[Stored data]
■ ■ ■ ■

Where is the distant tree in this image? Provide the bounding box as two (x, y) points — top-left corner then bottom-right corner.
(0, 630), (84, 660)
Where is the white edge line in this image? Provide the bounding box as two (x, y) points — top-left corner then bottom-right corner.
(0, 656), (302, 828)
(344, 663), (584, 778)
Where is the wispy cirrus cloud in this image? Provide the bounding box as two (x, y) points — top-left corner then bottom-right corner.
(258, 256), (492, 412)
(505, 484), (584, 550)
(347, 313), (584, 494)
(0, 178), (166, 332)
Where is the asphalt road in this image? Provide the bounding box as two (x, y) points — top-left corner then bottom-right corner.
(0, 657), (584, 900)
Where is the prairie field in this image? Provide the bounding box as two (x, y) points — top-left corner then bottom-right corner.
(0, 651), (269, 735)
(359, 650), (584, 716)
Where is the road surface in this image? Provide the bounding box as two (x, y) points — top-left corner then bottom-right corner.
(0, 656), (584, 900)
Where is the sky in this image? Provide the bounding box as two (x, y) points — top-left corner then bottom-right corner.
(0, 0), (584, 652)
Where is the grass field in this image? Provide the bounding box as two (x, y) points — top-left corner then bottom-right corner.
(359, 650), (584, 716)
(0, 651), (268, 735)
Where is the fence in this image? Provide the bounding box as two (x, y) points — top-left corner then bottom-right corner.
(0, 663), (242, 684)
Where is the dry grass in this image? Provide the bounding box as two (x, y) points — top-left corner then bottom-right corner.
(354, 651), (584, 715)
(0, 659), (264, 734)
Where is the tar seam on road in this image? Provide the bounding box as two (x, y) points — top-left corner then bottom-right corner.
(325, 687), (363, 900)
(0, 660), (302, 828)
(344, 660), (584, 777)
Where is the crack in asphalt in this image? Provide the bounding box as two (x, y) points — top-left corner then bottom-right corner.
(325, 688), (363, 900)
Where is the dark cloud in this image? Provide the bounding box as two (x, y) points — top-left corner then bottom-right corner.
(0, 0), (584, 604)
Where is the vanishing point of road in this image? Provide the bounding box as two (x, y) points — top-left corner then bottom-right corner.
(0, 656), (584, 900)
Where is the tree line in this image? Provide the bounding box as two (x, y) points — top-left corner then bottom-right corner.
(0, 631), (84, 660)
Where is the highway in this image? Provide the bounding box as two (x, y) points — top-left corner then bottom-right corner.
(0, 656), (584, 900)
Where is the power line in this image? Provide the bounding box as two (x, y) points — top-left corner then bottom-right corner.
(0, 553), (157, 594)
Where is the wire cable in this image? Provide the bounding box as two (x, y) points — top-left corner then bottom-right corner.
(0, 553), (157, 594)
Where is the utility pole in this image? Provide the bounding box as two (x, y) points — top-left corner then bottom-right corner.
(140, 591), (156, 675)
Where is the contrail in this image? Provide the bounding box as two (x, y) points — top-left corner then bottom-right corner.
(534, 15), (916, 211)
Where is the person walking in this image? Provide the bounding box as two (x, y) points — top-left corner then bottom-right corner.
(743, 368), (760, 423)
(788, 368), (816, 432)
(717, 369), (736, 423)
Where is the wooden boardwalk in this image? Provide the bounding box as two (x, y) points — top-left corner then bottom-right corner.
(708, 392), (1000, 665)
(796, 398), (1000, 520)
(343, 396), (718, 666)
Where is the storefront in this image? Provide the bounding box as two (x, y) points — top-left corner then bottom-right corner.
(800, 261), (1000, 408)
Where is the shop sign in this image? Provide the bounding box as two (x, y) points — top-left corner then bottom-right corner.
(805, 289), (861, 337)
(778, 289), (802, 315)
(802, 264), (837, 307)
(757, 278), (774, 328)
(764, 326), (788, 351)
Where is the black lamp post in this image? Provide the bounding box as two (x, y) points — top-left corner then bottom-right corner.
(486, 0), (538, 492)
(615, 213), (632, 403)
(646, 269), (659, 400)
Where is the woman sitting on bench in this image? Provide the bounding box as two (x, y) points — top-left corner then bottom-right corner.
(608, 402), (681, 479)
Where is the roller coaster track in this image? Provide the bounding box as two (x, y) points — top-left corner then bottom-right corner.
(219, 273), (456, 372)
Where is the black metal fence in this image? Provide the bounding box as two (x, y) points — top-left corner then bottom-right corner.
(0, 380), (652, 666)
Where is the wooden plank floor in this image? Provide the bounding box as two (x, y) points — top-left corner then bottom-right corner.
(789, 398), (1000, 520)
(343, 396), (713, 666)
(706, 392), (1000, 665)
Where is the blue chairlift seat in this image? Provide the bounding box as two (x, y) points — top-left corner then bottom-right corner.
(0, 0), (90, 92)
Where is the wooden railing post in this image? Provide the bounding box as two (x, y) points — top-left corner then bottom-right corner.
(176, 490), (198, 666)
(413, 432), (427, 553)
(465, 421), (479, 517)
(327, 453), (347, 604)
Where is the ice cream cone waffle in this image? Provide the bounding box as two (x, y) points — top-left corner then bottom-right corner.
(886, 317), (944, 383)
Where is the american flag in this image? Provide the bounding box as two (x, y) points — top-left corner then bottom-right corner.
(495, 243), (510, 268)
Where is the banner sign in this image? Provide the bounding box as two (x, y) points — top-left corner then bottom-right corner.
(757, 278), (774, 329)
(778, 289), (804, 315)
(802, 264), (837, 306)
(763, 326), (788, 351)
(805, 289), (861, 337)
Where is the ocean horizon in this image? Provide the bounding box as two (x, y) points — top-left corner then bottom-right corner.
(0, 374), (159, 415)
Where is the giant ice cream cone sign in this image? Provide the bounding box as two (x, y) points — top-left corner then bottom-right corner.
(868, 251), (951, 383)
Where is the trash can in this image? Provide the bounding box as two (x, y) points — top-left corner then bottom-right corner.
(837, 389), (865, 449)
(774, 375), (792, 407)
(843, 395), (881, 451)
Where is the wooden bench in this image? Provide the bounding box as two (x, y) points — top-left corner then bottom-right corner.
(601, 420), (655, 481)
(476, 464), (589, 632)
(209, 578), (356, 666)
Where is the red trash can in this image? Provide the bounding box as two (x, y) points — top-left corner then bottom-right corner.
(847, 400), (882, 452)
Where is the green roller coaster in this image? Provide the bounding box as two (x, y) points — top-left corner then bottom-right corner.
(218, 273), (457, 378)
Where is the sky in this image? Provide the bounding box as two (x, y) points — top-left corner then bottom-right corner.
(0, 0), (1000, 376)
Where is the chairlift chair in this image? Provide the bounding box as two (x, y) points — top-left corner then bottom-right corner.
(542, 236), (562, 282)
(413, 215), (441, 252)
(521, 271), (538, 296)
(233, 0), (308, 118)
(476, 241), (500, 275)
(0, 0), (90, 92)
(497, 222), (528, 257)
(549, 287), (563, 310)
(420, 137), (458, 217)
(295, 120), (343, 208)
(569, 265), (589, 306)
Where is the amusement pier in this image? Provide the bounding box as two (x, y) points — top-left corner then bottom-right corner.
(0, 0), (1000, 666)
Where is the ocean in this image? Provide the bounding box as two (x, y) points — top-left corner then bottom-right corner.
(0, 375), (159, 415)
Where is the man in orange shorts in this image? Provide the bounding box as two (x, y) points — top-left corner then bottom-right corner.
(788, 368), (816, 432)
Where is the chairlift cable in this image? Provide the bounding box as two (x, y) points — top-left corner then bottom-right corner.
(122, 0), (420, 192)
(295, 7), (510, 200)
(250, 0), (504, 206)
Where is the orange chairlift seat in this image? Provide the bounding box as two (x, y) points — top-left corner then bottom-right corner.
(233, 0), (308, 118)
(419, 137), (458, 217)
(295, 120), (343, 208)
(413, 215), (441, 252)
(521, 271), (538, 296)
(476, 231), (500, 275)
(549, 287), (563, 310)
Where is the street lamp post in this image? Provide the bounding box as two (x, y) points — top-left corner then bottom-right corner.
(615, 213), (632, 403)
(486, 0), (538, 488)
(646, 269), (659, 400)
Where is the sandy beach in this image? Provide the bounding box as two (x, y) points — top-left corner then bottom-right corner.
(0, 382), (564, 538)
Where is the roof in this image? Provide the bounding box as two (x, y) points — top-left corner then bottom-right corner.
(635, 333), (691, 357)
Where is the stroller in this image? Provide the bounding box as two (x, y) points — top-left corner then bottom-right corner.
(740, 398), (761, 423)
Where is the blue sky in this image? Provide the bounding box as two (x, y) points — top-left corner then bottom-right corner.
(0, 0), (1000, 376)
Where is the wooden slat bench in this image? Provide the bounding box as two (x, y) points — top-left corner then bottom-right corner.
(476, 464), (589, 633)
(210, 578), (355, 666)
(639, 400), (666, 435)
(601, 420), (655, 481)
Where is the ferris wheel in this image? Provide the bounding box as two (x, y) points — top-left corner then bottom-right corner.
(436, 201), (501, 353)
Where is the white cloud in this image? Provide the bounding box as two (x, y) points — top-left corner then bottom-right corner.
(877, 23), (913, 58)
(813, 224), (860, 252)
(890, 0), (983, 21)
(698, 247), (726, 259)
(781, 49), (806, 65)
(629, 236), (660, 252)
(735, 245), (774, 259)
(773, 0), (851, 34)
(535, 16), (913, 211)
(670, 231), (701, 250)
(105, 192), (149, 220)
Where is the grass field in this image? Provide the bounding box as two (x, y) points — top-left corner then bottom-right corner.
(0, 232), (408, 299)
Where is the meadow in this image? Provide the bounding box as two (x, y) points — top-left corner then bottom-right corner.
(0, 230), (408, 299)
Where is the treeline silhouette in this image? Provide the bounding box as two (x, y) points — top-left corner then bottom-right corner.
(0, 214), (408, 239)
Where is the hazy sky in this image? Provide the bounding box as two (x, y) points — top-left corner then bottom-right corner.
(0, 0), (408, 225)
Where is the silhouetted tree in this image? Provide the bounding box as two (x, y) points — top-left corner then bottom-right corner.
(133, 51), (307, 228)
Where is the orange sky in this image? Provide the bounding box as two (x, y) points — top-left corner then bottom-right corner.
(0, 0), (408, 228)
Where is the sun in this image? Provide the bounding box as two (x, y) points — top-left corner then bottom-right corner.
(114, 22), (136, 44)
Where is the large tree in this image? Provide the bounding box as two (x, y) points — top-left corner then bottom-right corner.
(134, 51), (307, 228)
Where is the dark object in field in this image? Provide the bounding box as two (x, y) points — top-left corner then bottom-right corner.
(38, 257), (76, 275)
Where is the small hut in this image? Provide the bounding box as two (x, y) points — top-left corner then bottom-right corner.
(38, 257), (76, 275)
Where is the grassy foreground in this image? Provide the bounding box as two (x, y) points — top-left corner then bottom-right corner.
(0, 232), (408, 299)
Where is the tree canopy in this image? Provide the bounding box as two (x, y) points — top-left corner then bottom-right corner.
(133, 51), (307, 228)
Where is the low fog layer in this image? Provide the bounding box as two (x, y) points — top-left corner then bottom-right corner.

■ ■ ■ ■

TASK REQUIREMENTS:
Reproduce the lines word for word, starting with the first line of the stored data and stopping after the line that contains "(344, 663), (584, 778)".

FULL SOLUTION:
Where is the distant tree in this image? Provide the bounding box as two (x, y) points — top-left corner then bottom-right corner.
(0, 630), (84, 660)
Where is the white edge line in this image? Provide the bounding box as two (x, y) points — top-left corner then bottom-right corner.
(0, 656), (302, 828)
(344, 663), (584, 778)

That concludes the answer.